• _Goal of the exercise_
Give back, word for word, the line that contains "of the black" and every line that follows it in the data below.

• _Provided material_
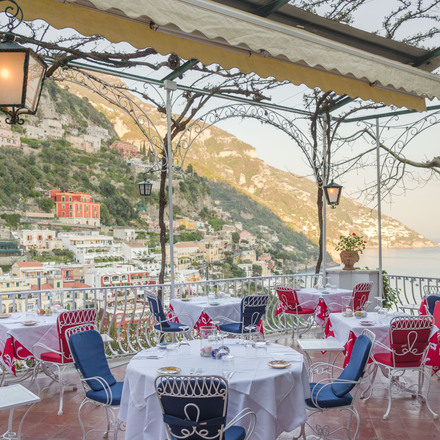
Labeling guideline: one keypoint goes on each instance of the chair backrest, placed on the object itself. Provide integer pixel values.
(156, 308)
(253, 307)
(289, 298)
(360, 295)
(193, 407)
(431, 301)
(88, 353)
(73, 318)
(355, 368)
(409, 339)
(436, 314)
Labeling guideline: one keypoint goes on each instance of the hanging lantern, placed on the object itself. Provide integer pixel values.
(145, 188)
(333, 194)
(22, 73)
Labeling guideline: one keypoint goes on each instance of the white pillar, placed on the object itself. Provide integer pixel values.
(379, 209)
(169, 87)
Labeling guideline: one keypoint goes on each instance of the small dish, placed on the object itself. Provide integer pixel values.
(279, 364)
(169, 370)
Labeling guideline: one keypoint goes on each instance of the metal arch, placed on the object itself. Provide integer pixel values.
(240, 110)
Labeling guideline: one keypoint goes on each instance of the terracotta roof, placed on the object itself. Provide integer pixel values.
(76, 284)
(30, 264)
(43, 286)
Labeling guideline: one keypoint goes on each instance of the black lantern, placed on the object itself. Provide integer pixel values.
(22, 74)
(145, 188)
(333, 194)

• _Response area_
Labeling guideline: one keypoint goes on each instance of the black lantern, placed on the object itself. Provide integer pixel values.
(22, 74)
(145, 188)
(333, 194)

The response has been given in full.